YOUR INSTRUCTIONS: Filter the data below, copying out every line that contains the string "hammer". Treat the match as case-sensitive.

== RECORDS FOR THIS EXERCISE ==

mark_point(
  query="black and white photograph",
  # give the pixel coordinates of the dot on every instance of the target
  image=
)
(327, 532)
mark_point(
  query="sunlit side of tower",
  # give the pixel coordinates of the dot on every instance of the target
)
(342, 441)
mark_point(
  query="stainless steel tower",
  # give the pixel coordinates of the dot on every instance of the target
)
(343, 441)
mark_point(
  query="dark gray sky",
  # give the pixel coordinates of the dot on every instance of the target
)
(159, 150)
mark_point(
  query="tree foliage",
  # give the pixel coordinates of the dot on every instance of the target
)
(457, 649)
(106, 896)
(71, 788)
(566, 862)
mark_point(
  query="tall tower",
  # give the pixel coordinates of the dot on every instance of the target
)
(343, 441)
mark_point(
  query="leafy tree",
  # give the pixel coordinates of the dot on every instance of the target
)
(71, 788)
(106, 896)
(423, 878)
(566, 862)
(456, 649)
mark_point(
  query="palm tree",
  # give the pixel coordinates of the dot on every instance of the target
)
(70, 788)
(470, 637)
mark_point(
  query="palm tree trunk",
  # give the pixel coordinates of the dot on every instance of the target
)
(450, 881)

===
== RECORDS FOR THIS EXERCISE ==

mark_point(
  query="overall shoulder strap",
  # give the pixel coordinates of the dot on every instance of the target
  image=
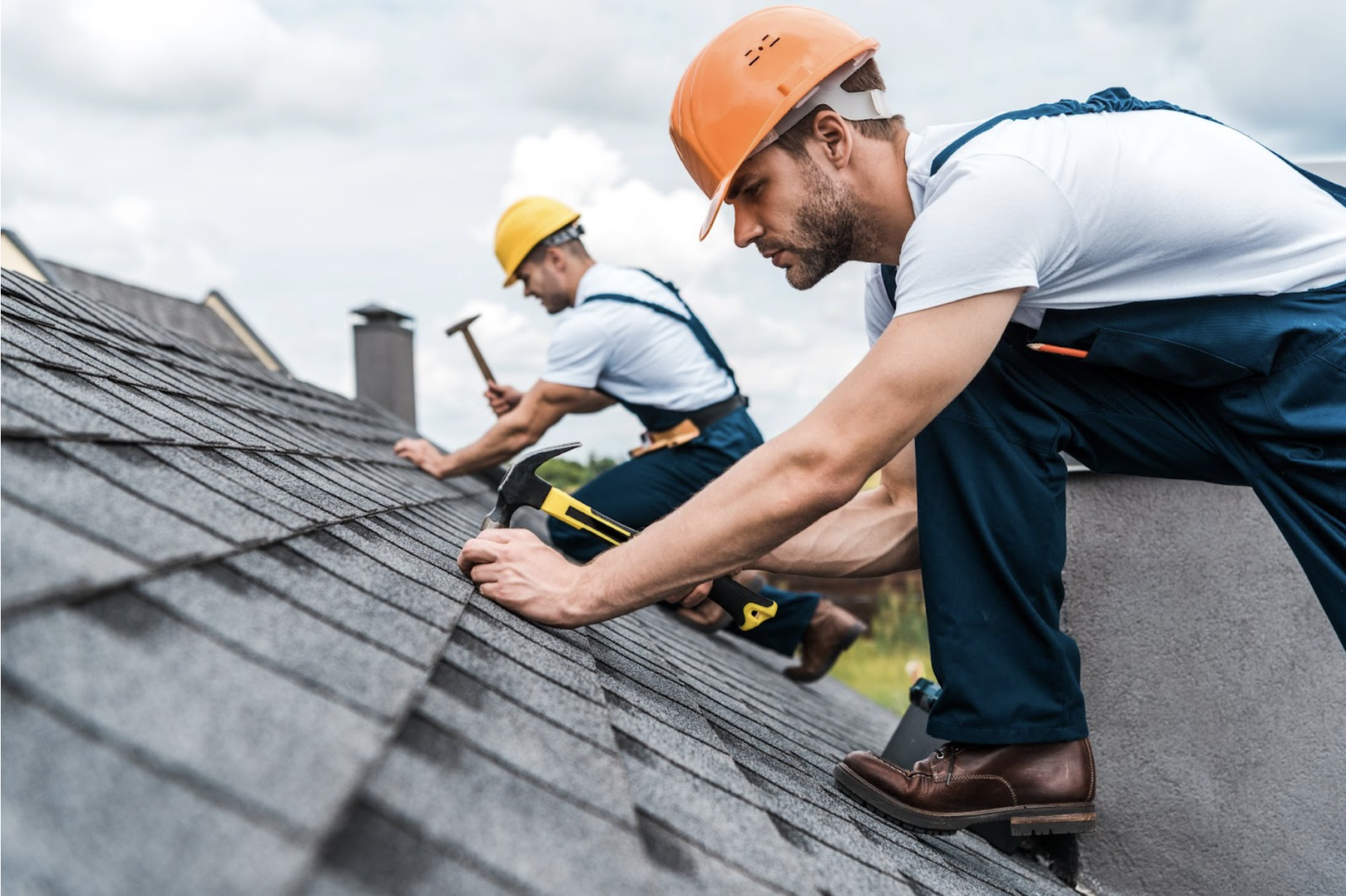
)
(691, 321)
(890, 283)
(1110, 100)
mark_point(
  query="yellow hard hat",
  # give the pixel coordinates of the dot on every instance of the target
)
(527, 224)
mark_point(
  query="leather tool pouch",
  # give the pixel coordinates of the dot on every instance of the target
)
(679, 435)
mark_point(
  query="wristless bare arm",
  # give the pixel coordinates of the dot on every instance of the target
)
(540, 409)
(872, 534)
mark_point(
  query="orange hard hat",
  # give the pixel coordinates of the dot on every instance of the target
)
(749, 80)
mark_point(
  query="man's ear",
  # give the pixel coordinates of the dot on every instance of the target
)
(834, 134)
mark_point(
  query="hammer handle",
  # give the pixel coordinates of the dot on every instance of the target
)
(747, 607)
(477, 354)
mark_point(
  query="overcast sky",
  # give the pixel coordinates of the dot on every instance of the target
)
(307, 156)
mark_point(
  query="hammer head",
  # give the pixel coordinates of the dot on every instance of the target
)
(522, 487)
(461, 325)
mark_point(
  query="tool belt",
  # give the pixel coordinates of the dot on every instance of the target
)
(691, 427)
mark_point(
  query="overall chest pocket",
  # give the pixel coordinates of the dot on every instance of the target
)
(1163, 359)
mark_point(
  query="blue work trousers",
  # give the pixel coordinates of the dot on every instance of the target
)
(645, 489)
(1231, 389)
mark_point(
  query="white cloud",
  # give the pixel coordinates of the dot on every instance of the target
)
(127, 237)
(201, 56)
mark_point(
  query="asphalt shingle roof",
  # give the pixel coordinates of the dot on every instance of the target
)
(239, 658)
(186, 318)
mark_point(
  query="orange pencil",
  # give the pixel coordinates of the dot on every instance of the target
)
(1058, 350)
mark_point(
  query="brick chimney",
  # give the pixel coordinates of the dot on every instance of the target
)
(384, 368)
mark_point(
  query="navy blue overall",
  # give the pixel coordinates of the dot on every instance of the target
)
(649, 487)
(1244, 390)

===

OUTPUT FOR THIS TASK:
  query="hammer handle",
  query="hammer head",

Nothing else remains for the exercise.